--- Excerpt provided ---

Abstract
Objectives: After proven survival benefit in recurrent Glioblastoma, an overall survival benefit has been found with the use of tumor-treating fields (TTFields) in a randomized phase 3 trial of 695 patients with glioblastoma following definitive chemoradiation (Stupp et al. JAMA 2017;318(23):2306-2316). The next evolution is to study the use of upfront concurrent TTFields and radiation. But in the field of radiation oncology there is concern of treating through dense objects, so patients currently need to wait until the completion of radiation therapy to begin TTFields therapy. Clinical trials of TTFields for other histologies such as pancreas cancer (PANOVA), lung cancer (LUNAR), and brain metastases from lung (METIS EF-25) are ongoing. This presentation investigates the effects of the TTFields array on the radiation dose distribution when used concurrently, or when interleaved between alternating-day fractions of shorter courses of radiation therapy, to achieve potential synergistic effects with the timing of vascular damage and normal tissue repair kinetics.

--- Extracted data ---

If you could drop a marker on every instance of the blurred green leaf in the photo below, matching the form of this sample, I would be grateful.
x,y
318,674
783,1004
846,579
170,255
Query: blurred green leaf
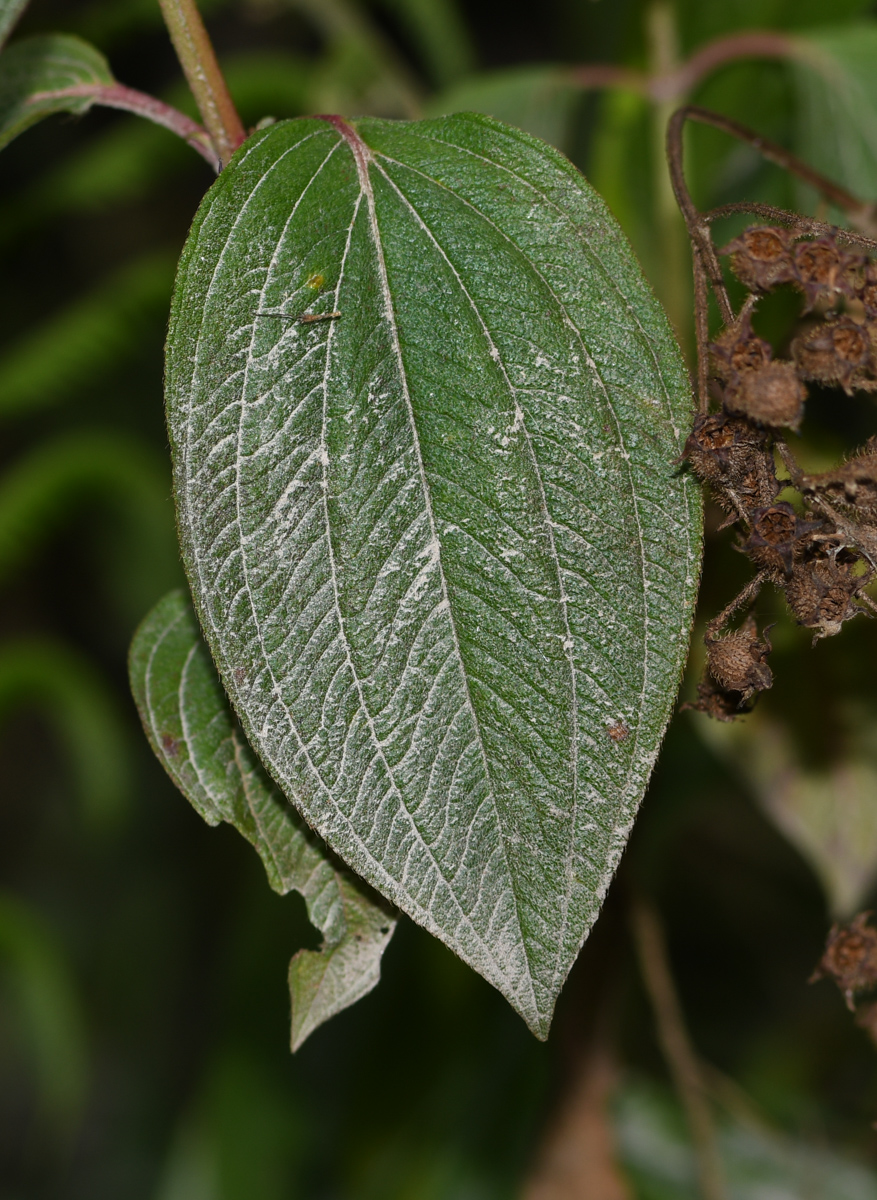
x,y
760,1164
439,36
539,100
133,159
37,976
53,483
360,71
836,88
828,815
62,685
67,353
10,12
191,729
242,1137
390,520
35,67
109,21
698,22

---
--- Extracted data ---

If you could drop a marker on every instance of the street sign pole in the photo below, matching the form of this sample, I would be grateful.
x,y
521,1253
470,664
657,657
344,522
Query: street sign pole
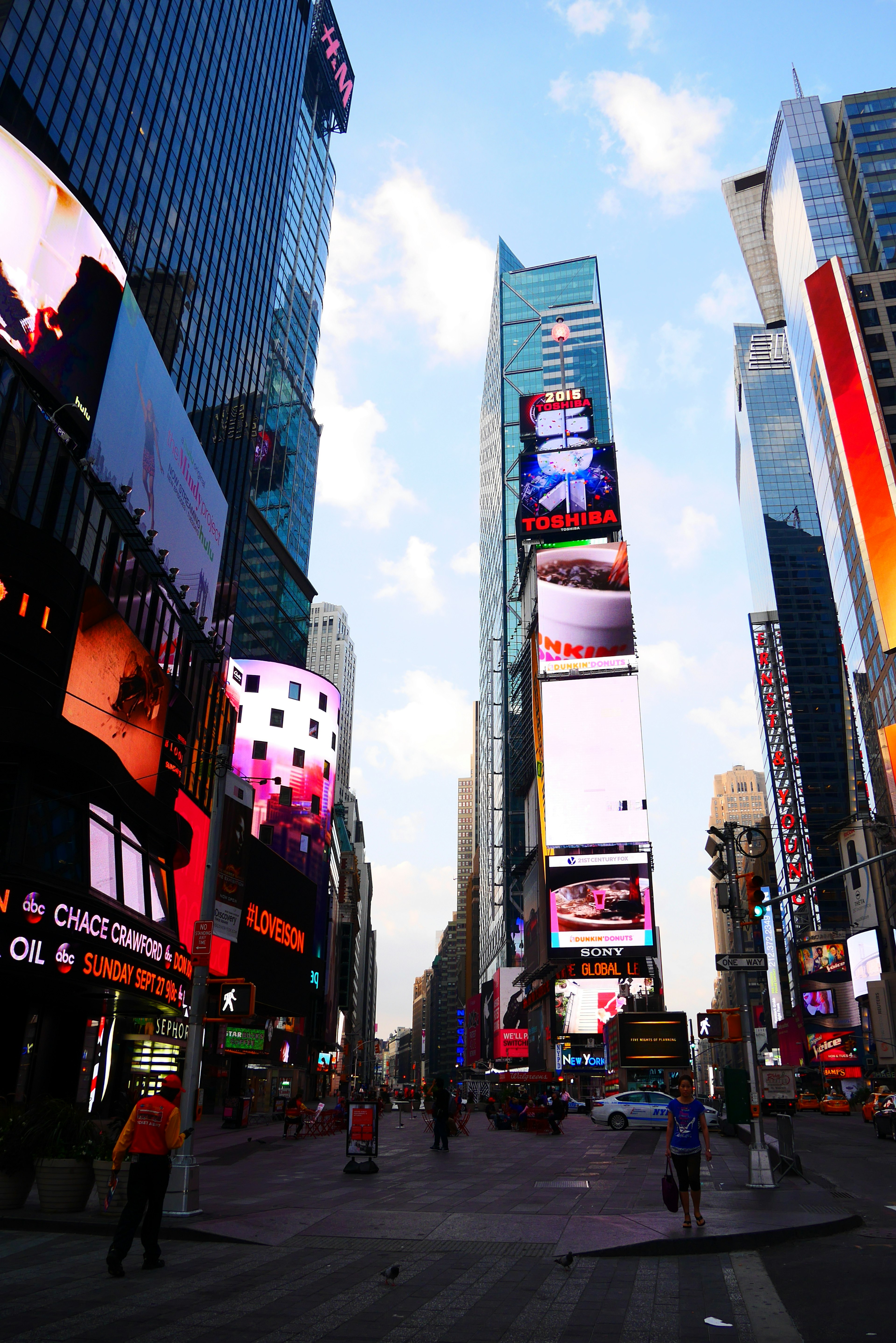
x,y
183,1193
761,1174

---

(Parts of the exercise):
A – Answer these about the TTFields abstract:
(i) How many patients were in the randomized phase 3 trial in glioblastoma?
(ii) What concern in radiation oncology makes patients wait until radiation therapy is finished before starting TTFields?
(iii) Which ongoing trial studies TTFields for brain metastases from lung?
B – Carry on writing the TTFields abstract, starting after its final sentence.

(Answers below):
A –
(i) 695
(ii) The concern about treating through dense objects.
(iii) METIS EF-25

B –
Methods: To investigate whether the presence of TTFields affects radiation dose distribution, a series of phantom measurements were performed to assess the effects on the radiation field that would occur if the TTFields array was in place on the patient's head during radiation therapy treatments. Plans from 10 consecutive glioblastoma patients were recalculated onto a head phantom without the TTFields array, as well as with the TTFields array in three different positions, to simulate the effects of periodically replacing the array. Dose volume histogram (DVH) analysis of the plans were compared in terms of Dx/Vx dose/volume values for planning target volume (PTV) coverage and skin dose.
Results: The presence of TTFields arrays decreased PTV V97% and D97% by as much as 1.7% and 2.7%, respectively, for a single array position, but this decrease was mitigated due to feathering by array repositioning. On averaging the three array positions, there was no statistically significant difference in any dosimetric parameter of PTV coverage (V95%-V97%, D95%-D97%) across all cases as compared to no array. Mean increase in skin D1cc and D20cc were both 3.1% averaged over the cohort, and skin surface dose with TTFields electrodes was less than that with 5 mm superflab bolus.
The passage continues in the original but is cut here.